SET EXERCISE – Take the line that contains "Target: tire rut" as the first line and the last line of the material below as the final one; reproduce exactly the lines between, inclusive.

AVAILABLE DATA –
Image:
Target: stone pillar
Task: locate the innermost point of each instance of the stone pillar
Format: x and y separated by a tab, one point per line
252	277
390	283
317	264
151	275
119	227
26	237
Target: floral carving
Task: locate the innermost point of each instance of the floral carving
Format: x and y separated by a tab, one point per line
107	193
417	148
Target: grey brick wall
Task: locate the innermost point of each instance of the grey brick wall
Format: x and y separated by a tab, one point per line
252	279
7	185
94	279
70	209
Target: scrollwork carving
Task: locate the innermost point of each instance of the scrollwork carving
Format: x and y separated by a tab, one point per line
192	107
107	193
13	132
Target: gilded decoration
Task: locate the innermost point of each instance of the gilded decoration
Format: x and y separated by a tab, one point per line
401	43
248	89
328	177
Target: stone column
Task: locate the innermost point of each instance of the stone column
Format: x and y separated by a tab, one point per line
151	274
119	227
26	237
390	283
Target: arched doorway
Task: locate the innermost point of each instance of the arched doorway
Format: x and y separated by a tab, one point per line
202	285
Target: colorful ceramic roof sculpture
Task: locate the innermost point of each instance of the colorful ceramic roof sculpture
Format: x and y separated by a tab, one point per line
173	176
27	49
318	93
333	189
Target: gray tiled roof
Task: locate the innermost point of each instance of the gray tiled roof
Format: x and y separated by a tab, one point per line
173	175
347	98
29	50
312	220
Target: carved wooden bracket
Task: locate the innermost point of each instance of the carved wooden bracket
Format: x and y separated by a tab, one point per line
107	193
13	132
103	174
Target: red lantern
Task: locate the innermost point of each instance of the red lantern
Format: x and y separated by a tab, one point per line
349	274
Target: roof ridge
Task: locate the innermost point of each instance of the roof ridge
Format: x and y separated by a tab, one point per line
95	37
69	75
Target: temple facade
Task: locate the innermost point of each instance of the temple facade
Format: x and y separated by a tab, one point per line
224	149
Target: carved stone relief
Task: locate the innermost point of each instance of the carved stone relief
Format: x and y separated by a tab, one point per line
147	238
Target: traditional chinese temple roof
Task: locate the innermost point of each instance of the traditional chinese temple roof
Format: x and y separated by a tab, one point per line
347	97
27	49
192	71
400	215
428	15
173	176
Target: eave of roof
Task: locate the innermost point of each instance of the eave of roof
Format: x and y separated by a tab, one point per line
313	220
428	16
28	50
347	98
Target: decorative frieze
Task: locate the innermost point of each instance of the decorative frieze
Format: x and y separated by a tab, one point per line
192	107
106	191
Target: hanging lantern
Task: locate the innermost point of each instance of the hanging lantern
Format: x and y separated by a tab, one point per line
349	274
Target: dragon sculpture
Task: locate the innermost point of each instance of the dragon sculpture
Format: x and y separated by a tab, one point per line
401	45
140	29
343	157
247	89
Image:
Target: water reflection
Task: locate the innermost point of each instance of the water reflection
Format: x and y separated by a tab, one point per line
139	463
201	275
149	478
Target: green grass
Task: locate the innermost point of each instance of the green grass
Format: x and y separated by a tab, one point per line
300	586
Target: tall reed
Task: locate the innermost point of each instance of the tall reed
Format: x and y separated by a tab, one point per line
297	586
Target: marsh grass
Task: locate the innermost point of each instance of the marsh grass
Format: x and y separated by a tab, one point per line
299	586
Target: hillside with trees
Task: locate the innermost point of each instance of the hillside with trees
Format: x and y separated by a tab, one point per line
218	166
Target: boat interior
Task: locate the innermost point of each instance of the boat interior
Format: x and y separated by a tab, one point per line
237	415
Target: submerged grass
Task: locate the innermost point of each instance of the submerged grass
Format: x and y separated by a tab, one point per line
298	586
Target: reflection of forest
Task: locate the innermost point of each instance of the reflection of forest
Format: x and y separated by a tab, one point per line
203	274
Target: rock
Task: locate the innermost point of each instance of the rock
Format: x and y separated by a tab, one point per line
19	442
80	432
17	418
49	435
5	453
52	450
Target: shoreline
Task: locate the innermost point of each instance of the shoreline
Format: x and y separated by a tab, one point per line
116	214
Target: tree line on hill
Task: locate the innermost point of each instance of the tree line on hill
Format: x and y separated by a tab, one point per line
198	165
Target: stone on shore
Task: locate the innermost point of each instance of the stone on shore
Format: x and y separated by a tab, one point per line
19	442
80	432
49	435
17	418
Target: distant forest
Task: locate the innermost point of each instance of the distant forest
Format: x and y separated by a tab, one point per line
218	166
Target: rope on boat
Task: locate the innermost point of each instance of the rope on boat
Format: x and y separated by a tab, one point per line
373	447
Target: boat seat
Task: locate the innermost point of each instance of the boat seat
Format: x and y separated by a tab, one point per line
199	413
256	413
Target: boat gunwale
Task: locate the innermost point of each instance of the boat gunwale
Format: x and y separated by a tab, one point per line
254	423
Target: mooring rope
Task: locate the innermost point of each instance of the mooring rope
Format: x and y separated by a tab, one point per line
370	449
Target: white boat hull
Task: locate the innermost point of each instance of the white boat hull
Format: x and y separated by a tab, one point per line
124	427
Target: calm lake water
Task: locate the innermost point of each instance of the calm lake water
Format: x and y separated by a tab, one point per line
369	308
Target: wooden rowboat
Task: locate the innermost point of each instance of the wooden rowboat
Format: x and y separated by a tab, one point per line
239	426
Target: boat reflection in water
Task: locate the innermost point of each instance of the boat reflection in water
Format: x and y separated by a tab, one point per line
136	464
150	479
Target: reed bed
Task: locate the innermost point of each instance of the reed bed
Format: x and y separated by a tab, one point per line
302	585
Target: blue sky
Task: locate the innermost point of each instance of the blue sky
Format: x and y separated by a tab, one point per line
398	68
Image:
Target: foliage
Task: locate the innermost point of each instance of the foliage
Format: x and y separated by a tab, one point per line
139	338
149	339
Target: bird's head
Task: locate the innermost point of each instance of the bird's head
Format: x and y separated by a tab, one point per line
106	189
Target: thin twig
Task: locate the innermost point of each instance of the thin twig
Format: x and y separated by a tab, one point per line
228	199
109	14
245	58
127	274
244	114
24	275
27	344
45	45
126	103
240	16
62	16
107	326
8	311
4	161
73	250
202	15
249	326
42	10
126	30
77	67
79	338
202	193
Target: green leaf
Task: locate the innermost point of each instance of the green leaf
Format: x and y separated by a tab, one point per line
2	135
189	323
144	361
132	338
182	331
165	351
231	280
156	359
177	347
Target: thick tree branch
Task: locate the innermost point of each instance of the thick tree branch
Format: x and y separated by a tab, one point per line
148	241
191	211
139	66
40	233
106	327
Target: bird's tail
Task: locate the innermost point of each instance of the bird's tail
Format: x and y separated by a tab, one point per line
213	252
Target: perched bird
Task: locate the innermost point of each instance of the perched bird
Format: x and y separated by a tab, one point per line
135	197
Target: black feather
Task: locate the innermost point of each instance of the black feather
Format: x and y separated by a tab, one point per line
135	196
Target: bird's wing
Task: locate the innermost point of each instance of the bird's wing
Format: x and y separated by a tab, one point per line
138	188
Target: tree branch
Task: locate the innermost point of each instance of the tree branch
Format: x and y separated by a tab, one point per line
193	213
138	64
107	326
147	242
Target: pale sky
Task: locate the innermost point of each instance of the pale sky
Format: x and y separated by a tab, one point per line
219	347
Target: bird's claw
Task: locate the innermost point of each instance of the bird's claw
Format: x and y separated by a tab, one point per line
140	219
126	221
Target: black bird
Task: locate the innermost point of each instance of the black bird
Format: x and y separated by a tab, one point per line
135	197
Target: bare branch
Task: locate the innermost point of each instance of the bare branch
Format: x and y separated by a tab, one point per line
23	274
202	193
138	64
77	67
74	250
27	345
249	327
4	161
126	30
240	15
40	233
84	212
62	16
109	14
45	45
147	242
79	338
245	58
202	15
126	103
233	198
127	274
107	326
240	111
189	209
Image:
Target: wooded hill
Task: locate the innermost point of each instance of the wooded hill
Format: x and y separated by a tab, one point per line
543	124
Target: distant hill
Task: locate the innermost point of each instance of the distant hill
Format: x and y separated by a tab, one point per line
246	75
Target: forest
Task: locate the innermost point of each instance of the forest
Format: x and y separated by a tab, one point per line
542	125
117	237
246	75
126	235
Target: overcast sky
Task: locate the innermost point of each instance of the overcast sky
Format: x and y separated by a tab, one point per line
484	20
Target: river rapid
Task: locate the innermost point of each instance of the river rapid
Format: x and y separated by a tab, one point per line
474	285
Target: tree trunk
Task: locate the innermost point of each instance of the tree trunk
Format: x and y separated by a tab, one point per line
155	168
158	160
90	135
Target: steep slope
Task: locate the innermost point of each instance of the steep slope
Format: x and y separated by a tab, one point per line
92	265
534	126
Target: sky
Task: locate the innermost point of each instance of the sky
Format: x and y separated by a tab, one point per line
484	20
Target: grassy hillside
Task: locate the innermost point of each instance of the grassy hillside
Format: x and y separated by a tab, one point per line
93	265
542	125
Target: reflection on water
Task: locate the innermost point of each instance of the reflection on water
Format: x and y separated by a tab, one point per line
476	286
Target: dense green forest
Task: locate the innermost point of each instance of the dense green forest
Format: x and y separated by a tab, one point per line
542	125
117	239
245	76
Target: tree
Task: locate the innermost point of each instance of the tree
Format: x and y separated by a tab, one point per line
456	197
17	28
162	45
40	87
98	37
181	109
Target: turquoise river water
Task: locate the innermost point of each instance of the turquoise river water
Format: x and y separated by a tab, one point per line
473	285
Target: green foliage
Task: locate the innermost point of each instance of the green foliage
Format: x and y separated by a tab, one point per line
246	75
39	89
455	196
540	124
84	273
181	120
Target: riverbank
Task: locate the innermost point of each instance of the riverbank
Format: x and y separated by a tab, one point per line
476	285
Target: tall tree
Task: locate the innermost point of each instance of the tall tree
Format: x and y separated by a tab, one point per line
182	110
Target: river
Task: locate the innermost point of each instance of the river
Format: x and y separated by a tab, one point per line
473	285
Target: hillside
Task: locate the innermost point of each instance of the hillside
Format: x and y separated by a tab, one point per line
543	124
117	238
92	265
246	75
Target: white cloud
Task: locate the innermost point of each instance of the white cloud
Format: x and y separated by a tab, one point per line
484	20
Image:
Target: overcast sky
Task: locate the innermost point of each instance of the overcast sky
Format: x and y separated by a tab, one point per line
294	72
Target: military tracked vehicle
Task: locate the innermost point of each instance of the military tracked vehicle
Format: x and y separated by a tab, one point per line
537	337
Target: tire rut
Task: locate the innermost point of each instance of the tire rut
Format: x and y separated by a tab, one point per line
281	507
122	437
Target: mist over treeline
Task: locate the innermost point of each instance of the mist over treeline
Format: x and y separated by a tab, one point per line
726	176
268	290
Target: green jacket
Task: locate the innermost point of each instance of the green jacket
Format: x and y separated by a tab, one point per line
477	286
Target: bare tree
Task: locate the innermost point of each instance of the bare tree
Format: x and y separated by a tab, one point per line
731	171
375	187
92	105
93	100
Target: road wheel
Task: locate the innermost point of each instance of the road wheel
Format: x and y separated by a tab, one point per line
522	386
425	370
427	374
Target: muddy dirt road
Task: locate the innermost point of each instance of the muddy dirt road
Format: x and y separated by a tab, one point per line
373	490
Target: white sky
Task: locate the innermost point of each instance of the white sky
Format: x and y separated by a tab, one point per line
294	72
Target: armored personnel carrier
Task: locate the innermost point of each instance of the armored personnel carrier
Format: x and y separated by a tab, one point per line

EXERCISE OUTPUT –
Target: tire rut
Task: locate the innermost point of each instance of the tire rut
Format: x and y separated by a tab, one point per line
281	507
122	437
Target: mist over treeline
Task: locate the innermost point of each instance of the mist over treeline
Format: x and y separated by a tab, one point per line
726	176
268	290
Target: green jacket
Task: locate the innermost point of each instance of the green jacket
Format: x and y separated by a tab, one point per line
477	286
Target: bare tree
Task: locate the innermost point of each instance of the bare tree
Format: x and y separated by a tab, one point per line
731	171
375	187
92	105
93	100
Target: road wheel
Task: locate the innermost point of each instance of the road wheel
Format: x and y separated by a tab, one point per line
522	386
425	370
427	374
Target: muddy dirt road
Task: locate the innermost point of each instance of the muddy dirt road
Format: x and y separated by a tab, one point per line
373	490
Target: white sky
Task: locate the innermost point of each instance of the white sky
Format: x and y separated by a tab, one point per line
294	72
Target: armored personnel carrier
Task: locate the innermost point of each instance of the armored personnel carrier
Format: x and y separated by a tab, one point per line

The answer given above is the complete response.